__PROBLEM DETAILS__.
Reproduce every line of the data that opens with the line containing "the shirt cuff" and closes with the line containing "x=302 y=186", both lines included, and shift each coordinate by adding 32 to every x and y value.

————————

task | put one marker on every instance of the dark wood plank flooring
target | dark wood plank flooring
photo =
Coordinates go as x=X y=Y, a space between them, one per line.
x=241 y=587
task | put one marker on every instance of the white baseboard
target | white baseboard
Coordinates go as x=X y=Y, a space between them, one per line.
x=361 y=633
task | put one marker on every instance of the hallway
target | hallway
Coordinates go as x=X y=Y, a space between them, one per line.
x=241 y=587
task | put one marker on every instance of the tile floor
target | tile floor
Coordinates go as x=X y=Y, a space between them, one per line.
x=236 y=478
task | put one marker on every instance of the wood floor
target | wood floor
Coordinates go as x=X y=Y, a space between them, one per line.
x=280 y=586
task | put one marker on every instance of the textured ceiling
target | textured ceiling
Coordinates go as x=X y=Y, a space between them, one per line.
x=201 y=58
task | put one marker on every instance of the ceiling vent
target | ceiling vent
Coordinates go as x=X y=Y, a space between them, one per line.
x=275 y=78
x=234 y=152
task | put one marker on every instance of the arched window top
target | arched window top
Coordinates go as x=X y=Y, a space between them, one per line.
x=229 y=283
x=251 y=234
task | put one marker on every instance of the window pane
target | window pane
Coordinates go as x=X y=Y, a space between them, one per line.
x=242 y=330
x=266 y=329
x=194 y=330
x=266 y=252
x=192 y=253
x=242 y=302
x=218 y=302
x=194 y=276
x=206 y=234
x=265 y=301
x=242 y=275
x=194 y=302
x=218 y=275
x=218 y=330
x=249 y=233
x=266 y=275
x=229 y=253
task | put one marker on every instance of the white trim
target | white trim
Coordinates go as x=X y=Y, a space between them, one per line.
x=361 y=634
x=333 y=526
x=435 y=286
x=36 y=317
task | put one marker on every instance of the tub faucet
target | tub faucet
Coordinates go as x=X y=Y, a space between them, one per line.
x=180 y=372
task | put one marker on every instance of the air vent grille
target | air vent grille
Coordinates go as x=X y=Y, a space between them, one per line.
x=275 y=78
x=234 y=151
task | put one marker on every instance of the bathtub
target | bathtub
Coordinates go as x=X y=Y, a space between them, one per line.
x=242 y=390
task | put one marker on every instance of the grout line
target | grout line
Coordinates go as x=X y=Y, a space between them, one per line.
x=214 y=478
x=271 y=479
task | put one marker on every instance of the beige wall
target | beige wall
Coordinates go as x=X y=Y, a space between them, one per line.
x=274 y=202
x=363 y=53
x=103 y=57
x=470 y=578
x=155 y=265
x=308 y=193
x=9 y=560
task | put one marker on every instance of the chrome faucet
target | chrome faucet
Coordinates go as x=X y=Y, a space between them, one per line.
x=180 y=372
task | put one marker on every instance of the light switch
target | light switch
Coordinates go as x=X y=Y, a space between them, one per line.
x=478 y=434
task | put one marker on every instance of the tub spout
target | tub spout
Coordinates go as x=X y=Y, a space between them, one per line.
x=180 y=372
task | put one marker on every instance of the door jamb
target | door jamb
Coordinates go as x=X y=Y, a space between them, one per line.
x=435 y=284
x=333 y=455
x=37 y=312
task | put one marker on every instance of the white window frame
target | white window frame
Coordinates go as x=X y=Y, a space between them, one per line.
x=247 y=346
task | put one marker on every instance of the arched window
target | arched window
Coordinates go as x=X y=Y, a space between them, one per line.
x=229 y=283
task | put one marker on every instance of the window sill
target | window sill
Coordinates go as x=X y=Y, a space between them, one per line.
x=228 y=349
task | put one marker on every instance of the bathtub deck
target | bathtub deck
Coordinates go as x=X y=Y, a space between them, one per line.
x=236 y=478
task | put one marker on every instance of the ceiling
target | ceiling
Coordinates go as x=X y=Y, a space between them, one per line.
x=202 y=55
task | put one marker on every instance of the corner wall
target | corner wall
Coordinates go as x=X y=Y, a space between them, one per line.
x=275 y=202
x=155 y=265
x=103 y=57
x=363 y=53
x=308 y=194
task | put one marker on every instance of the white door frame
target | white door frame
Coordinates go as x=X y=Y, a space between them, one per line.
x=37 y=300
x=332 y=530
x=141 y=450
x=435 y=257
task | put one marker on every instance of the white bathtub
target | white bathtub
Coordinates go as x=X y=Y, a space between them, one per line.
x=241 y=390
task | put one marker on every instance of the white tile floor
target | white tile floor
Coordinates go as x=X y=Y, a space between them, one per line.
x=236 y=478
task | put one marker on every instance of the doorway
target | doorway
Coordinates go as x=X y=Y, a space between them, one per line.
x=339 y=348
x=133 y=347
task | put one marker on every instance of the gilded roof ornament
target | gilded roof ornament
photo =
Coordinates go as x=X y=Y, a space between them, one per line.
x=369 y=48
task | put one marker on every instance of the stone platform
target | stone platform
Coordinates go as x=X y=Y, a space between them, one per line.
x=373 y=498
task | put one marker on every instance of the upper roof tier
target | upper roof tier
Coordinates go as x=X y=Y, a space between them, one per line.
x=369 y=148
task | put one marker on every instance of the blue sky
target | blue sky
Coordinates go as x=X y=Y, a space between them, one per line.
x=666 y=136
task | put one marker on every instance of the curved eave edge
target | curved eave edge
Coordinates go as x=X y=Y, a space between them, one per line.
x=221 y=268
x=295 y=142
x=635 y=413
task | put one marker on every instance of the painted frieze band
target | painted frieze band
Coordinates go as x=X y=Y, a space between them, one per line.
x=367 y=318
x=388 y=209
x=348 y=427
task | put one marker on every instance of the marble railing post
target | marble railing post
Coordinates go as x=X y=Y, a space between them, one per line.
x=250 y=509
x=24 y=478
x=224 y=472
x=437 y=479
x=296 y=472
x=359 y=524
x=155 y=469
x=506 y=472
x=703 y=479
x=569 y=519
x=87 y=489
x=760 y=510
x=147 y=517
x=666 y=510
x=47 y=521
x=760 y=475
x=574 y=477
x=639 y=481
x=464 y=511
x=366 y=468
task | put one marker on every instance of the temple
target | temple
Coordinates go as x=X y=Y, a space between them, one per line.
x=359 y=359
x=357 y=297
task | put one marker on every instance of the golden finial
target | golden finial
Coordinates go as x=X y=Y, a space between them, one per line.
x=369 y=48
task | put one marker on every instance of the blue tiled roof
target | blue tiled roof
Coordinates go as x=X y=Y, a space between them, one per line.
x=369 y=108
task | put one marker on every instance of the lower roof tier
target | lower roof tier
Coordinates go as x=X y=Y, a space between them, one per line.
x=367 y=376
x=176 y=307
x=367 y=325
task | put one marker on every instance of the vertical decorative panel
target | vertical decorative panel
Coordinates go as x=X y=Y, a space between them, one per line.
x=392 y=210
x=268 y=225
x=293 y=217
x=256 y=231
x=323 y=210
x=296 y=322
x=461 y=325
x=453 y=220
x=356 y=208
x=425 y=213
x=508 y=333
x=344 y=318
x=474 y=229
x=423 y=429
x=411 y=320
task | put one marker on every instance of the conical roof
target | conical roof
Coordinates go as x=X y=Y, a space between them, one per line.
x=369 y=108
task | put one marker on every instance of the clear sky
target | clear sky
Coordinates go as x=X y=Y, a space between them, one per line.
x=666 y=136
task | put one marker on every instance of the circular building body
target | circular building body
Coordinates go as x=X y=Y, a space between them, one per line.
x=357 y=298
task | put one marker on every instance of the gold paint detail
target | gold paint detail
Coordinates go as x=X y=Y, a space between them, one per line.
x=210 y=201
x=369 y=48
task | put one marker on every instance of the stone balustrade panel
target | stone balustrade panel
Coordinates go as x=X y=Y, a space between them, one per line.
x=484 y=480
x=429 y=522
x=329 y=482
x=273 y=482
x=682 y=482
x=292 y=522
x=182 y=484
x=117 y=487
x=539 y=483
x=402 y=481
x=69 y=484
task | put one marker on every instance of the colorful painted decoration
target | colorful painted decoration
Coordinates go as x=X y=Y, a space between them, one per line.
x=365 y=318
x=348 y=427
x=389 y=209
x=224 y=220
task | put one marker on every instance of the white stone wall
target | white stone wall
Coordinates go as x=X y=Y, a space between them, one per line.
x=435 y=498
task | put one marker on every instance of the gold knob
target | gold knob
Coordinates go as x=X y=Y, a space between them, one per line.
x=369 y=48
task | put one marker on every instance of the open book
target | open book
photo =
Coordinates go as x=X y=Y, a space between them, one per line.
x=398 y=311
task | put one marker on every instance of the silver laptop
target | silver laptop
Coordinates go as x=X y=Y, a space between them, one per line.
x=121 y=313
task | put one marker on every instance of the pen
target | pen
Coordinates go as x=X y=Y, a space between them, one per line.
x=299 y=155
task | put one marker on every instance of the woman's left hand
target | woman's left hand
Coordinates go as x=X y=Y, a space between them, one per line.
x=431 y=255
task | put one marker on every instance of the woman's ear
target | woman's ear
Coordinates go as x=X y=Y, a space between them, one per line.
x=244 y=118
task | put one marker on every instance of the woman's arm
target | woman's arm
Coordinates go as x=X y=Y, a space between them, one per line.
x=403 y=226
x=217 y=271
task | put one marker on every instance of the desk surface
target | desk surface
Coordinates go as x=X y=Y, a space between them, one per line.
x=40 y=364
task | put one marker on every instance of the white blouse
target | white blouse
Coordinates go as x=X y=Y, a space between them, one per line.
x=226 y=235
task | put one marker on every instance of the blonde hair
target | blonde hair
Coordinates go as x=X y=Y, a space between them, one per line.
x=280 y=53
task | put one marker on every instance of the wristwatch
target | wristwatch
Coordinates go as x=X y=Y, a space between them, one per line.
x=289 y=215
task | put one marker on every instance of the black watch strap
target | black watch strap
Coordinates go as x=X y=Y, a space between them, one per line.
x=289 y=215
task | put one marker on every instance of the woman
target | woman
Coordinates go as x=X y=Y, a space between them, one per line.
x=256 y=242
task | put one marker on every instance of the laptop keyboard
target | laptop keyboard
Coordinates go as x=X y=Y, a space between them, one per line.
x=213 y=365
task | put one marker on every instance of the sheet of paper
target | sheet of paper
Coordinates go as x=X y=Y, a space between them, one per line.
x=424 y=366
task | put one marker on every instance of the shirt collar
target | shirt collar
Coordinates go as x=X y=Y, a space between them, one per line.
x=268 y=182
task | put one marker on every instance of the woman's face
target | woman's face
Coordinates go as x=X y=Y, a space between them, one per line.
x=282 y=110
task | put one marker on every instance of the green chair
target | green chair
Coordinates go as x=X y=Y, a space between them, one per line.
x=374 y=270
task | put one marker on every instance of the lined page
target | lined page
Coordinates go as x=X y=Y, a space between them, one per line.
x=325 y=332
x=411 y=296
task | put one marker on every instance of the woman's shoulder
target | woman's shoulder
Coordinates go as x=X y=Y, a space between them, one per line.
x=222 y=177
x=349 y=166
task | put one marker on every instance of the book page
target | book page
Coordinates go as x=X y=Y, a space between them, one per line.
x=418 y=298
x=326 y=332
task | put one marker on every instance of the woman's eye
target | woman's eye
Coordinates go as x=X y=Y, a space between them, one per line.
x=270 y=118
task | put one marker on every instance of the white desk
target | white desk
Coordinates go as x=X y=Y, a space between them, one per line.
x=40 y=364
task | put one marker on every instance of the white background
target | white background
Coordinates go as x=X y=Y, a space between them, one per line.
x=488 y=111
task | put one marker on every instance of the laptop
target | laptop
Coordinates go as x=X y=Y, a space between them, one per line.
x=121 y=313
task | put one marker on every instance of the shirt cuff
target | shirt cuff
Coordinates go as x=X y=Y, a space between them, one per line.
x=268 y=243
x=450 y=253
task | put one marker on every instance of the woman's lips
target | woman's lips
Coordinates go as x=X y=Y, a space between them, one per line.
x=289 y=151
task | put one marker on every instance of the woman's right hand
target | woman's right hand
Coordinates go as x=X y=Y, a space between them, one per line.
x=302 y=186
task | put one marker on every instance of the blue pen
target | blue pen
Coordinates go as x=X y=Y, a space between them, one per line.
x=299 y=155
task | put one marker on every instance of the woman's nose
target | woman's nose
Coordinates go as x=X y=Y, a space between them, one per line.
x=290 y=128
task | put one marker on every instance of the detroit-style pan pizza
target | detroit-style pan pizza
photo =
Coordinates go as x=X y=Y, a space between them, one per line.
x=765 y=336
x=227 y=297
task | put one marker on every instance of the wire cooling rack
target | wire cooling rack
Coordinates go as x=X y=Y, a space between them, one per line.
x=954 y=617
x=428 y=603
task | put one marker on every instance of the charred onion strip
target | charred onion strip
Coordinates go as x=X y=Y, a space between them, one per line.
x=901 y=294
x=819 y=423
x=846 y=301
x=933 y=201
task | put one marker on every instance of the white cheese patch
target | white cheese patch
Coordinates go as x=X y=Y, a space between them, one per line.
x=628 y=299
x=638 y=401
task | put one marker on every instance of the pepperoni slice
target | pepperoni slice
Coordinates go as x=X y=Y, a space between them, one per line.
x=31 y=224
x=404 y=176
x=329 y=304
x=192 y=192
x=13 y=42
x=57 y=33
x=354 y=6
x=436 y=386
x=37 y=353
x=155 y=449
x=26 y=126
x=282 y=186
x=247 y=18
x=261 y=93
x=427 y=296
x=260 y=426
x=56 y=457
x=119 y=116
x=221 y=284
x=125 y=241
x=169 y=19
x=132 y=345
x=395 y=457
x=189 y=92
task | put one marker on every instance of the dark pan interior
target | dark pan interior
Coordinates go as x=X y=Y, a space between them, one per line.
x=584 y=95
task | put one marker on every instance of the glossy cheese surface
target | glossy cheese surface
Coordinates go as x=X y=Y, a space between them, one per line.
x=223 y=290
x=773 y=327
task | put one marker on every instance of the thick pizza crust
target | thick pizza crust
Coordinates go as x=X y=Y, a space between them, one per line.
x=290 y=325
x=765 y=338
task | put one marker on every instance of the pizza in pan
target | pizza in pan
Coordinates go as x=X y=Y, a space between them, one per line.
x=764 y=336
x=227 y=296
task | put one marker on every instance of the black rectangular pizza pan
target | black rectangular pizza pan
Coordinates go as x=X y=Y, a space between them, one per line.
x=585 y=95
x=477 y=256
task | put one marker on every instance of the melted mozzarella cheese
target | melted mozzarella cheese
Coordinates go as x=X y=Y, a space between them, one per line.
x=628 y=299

————————

__REPLY__.
task | put one marker on every instance of the shirt cuff
target | shirt cuff
Coordinates go as x=X y=Y, a space between them, one per line.
x=300 y=275
x=482 y=285
task | put one marker on every instance of the woman's lips
target | woman's lips
Coordinates go as x=X y=Y, a space between them, one per line.
x=321 y=183
task | put one marker on every instance of the woman's right hand
target | woman's right hand
Coordinates go as x=X y=Y, a space between them, one per line.
x=334 y=218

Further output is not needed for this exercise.